[Entries for pointing and labeling]
====================

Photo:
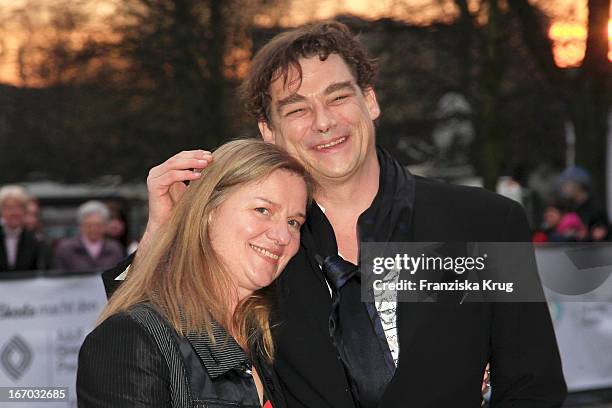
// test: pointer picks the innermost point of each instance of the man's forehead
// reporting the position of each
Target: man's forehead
(313, 73)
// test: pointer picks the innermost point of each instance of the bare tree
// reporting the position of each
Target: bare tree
(584, 89)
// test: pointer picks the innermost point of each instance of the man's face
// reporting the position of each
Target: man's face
(326, 122)
(93, 227)
(13, 212)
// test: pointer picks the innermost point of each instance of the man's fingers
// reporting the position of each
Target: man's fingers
(176, 191)
(183, 161)
(166, 179)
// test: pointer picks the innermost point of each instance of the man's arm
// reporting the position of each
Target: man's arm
(525, 362)
(166, 184)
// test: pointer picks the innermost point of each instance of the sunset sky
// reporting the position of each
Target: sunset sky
(568, 29)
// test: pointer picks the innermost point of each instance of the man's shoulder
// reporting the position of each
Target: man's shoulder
(113, 245)
(431, 191)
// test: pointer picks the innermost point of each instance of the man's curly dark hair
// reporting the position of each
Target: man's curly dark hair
(281, 54)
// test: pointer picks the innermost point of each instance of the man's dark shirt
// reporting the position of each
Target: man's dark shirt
(444, 348)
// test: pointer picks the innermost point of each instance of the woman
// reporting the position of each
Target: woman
(189, 327)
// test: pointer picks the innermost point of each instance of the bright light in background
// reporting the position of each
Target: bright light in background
(570, 43)
(568, 30)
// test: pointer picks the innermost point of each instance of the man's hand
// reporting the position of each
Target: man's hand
(166, 185)
(486, 381)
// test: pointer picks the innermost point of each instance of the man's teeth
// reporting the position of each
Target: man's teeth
(265, 252)
(330, 144)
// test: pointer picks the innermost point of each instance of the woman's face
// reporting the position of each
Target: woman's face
(256, 230)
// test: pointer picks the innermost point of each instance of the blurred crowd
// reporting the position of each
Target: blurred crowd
(571, 212)
(567, 213)
(101, 241)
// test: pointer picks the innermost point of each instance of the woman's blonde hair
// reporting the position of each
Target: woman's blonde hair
(181, 274)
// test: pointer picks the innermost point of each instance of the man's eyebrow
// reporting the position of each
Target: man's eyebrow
(339, 86)
(298, 214)
(294, 98)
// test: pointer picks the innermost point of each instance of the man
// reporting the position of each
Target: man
(311, 90)
(20, 250)
(91, 250)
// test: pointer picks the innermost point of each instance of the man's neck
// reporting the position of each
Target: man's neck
(353, 195)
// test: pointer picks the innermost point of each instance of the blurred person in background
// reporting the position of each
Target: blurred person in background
(575, 186)
(91, 249)
(32, 218)
(117, 229)
(20, 250)
(560, 224)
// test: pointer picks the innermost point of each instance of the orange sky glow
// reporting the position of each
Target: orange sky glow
(568, 30)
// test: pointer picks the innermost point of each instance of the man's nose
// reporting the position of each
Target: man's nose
(324, 118)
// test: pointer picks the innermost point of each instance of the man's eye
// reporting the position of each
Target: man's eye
(338, 99)
(295, 223)
(296, 112)
(262, 210)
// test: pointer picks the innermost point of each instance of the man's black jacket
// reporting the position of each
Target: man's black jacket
(443, 347)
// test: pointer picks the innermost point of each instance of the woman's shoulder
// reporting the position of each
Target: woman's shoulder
(120, 363)
(119, 331)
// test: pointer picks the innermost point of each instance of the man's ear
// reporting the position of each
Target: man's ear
(371, 103)
(266, 133)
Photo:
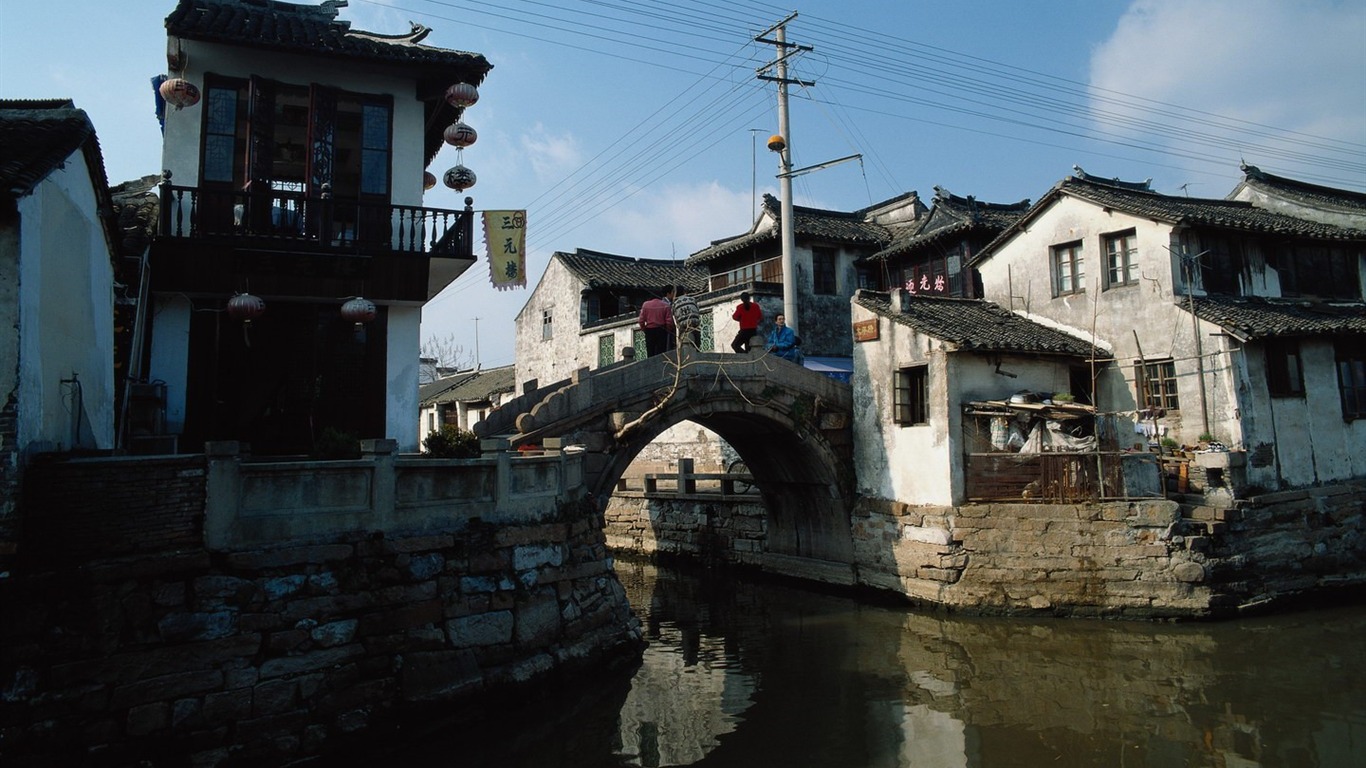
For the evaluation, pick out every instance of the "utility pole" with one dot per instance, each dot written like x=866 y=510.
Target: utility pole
x=784 y=51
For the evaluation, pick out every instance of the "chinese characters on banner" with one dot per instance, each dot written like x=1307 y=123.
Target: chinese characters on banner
x=504 y=237
x=926 y=284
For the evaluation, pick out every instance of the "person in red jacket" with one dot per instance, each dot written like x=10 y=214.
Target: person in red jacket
x=749 y=314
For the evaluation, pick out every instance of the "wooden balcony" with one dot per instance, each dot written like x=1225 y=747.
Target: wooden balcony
x=287 y=242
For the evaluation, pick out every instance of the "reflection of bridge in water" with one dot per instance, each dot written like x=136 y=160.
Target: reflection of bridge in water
x=749 y=674
x=790 y=425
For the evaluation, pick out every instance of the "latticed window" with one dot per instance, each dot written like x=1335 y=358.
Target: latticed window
x=638 y=342
x=1284 y=376
x=1156 y=383
x=607 y=349
x=1120 y=260
x=910 y=399
x=1068 y=271
x=1351 y=380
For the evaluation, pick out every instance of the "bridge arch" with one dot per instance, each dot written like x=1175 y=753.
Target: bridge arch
x=791 y=427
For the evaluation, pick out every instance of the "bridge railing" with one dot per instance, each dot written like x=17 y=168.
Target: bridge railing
x=261 y=503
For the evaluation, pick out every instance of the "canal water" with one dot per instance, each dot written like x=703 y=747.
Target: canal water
x=745 y=674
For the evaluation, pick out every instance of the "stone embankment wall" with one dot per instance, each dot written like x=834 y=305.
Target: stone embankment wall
x=701 y=528
x=186 y=656
x=1135 y=559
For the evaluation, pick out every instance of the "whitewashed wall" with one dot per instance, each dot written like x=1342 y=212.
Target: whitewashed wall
x=66 y=314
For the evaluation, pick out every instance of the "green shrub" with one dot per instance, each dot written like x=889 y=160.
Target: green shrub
x=336 y=444
x=450 y=442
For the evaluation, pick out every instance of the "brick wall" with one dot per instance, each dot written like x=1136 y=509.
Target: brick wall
x=103 y=507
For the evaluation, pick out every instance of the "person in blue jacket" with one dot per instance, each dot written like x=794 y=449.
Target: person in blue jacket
x=783 y=340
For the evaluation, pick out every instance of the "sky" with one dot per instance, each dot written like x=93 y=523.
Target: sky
x=638 y=127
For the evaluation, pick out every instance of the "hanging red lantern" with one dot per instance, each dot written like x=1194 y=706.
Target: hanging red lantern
x=459 y=178
x=358 y=310
x=462 y=94
x=245 y=308
x=459 y=134
x=179 y=93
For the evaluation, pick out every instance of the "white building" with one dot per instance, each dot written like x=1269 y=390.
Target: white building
x=295 y=253
x=1272 y=362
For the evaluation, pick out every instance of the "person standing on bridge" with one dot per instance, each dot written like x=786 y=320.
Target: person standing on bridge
x=687 y=319
x=749 y=314
x=657 y=321
x=783 y=340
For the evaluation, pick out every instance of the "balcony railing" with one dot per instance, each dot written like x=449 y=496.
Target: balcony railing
x=767 y=271
x=282 y=213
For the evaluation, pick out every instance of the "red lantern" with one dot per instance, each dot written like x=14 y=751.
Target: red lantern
x=179 y=93
x=462 y=94
x=358 y=310
x=459 y=134
x=245 y=308
x=459 y=178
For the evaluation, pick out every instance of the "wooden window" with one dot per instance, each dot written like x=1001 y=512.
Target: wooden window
x=1068 y=269
x=1351 y=379
x=607 y=350
x=910 y=401
x=1156 y=383
x=823 y=271
x=1120 y=260
x=1284 y=376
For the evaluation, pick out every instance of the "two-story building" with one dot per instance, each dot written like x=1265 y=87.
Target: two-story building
x=58 y=253
x=294 y=253
x=1236 y=321
x=583 y=310
x=829 y=248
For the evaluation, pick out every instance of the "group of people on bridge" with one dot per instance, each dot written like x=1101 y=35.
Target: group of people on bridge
x=674 y=317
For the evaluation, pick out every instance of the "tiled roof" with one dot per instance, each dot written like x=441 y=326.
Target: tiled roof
x=310 y=29
x=1312 y=194
x=952 y=217
x=1183 y=211
x=36 y=137
x=316 y=30
x=623 y=272
x=813 y=223
x=1253 y=317
x=977 y=325
x=474 y=387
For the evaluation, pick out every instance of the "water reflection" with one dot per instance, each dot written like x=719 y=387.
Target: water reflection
x=745 y=674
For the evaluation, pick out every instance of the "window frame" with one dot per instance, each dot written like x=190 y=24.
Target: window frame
x=910 y=395
x=1127 y=267
x=1284 y=368
x=824 y=272
x=1351 y=379
x=1164 y=373
x=1077 y=268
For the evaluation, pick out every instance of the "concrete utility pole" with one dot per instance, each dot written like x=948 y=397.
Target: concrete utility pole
x=784 y=51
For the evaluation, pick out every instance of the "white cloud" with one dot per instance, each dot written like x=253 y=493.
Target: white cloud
x=1266 y=62
x=551 y=156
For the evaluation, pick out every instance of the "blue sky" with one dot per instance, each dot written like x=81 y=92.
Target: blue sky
x=637 y=126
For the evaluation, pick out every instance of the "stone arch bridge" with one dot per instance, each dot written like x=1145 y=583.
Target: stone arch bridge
x=790 y=425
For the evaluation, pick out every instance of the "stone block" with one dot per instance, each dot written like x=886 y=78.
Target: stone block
x=481 y=629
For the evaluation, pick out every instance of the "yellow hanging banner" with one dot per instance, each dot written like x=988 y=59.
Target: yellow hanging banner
x=504 y=237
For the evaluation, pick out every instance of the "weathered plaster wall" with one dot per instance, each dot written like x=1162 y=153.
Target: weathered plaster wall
x=66 y=316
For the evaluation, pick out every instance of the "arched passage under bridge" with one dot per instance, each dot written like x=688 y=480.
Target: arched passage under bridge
x=791 y=425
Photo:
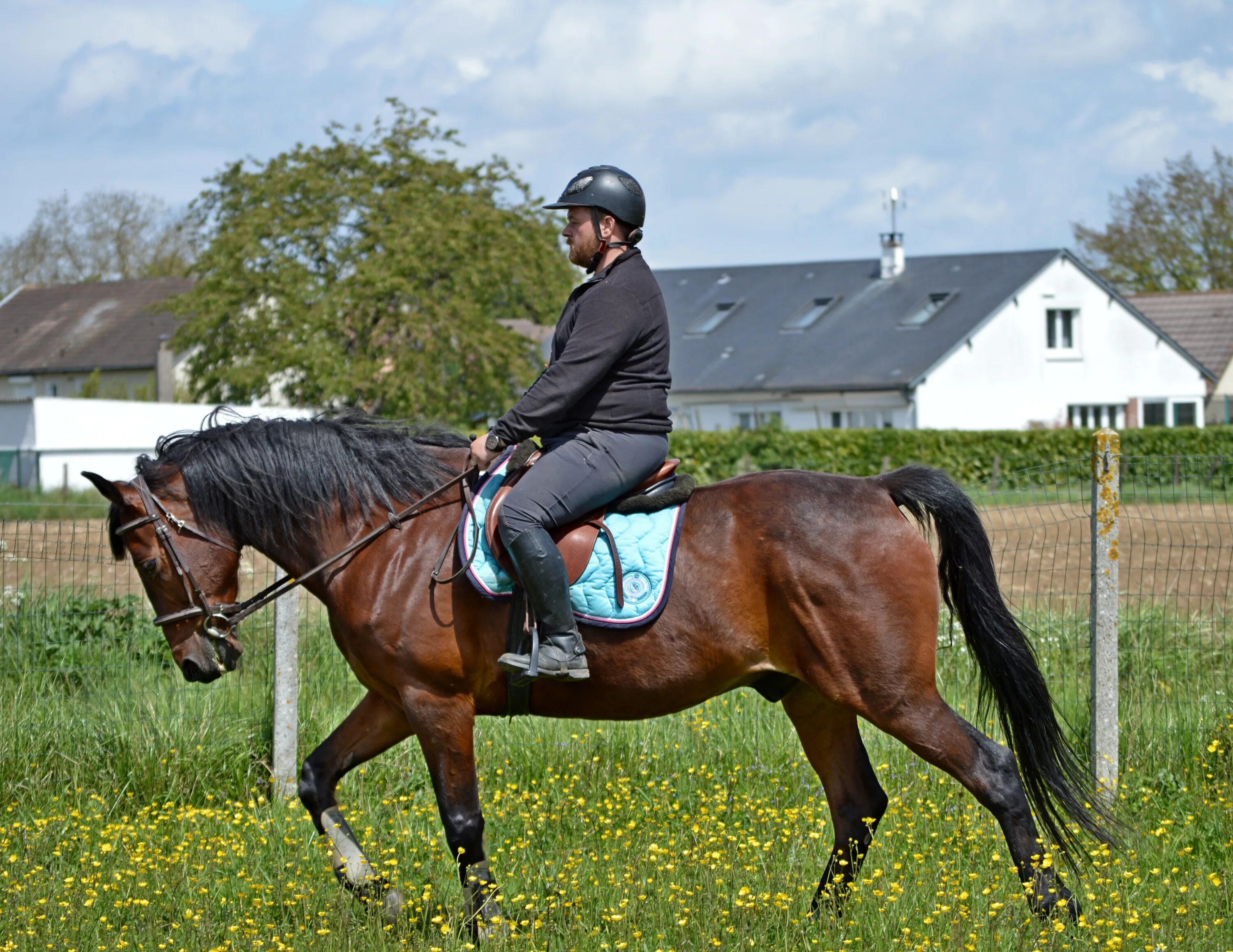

====================

WHAT NEEDS TO BE DONE: Copy word for word everything from the line containing "like x=81 y=92." down to the end of the records, including both ends. Leave the pictures out of your copy.

THE SOLUTION:
For the evaluation, pick out every instance of the "blue sky" with one dot per instance, each dot written like x=81 y=92.
Target: blue sky
x=637 y=126
For the evaluation, pick out every instance of the "stone arch bridge" with one dot per instance, each dot written like x=1145 y=583.
Target: stone arch bridge
x=790 y=425
For the evaluation, pick out every instance of the "stone block" with one dot per instance, each dot written like x=886 y=78.
Target: stone block
x=481 y=629
For the evaluation, pick out every instance of the "yellow hanging banner" with one dot per instance, each dot written like x=988 y=59.
Target: yellow hanging banner
x=504 y=237
For the evaluation, pick out every instance of the "weathered plaster wall" with one dot per instance, each dot written like x=1162 y=153.
Target: weathered plaster wall
x=66 y=316
For the evaluation, pick out every instance of the "arched passage under bridge" with one dot per instance, each dot written like x=688 y=480.
Target: arched passage under bridge
x=791 y=425
Photo:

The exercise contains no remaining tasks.